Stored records

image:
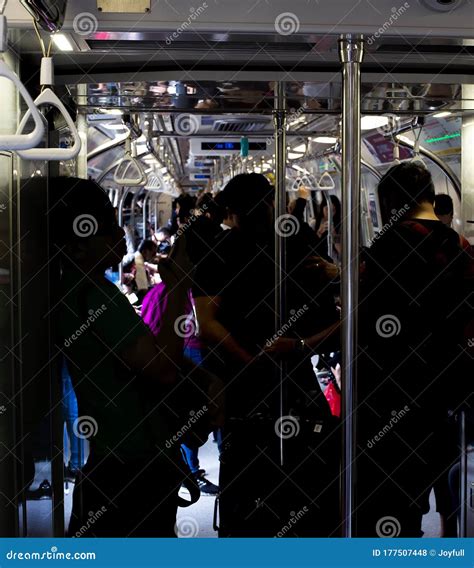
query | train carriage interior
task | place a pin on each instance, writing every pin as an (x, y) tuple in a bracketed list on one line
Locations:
[(165, 103)]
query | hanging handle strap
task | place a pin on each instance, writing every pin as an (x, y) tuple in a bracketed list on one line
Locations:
[(49, 97), (20, 141)]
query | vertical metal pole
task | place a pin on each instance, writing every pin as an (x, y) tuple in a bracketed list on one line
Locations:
[(280, 209), (351, 52)]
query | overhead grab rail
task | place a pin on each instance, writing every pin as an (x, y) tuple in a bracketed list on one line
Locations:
[(17, 141), (49, 97), (130, 171)]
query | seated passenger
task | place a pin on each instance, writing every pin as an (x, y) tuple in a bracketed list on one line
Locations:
[(413, 313), (122, 375)]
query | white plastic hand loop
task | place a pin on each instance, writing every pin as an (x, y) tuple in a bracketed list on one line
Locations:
[(48, 97), (325, 182), (154, 183)]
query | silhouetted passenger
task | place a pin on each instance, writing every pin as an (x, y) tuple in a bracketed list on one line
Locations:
[(322, 227)]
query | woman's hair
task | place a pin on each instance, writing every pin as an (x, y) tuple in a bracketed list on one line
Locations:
[(403, 187)]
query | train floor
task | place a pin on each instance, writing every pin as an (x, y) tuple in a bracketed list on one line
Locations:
[(194, 521)]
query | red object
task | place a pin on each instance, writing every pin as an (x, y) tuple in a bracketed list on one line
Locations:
[(334, 399)]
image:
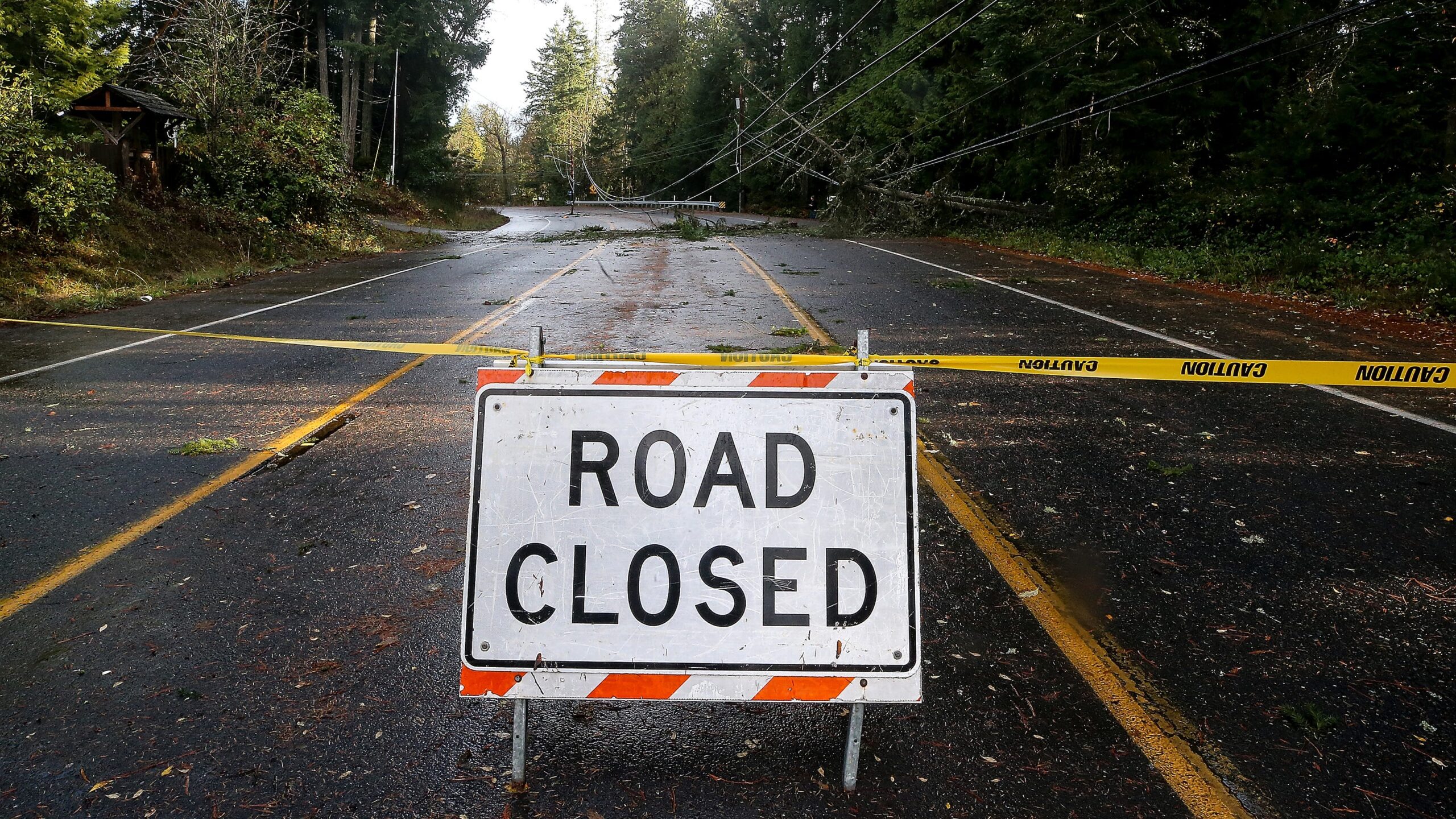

- TASK OBJECTIVE:
Reproduce every line above word for word; no images.

- OUTPUT BELOW:
image:
query | train carriage interior
task | place a pin on each instance, writing every pin as an (x, y) tuple in a bracketed list on one line
Locations:
[(165, 103)]
query | hanging handle strap
task | place a pin on each instance, writing every pin as an (x, y) tuple in a bracketed list on one line
Locations:
[(49, 97), (20, 141)]
query | vertical metal pole
task | place a pin on each instance, writing every pin as an (x, y) tuple in a bracketed list on one line
Locations:
[(280, 209), (351, 52)]
query | overhead grab rail
task | place a pin on each instance, writing every pin as an (x, y) tuple in a bracketed list on one line
Locations:
[(17, 141), (49, 97), (130, 171)]
query | seated passenger
task | place a pin on each instance, writing every pin as an (x, y) tuple in a bracketed list on one line
Locations:
[(413, 313), (122, 375)]
query | white plastic hand loop
task | place a pin on each instance, writing every pin as an (x, y) tuple in a bracketed list on one line
Locations:
[(48, 97), (325, 182), (154, 183)]
query | silhouetted passenger
task | place a pin on each instance, writing every pin as an (x, y) tuple in a bracketed list on one line
Locations:
[(322, 227)]
query | woman's hair
task | place a pin on each instance, writing every pin as an (x, y) tuple in a bracketed list on one line
Locations:
[(403, 187)]
query | train floor
task | place a pin on each instance, writing every pin as an (x, y) tuple in a bracketed list on one line
Locations:
[(194, 521)]
query | red object
task | place a pin on each instance, writing every pin as an (x, y) tuple in a bracketed list on one line
Locations:
[(334, 399)]
image:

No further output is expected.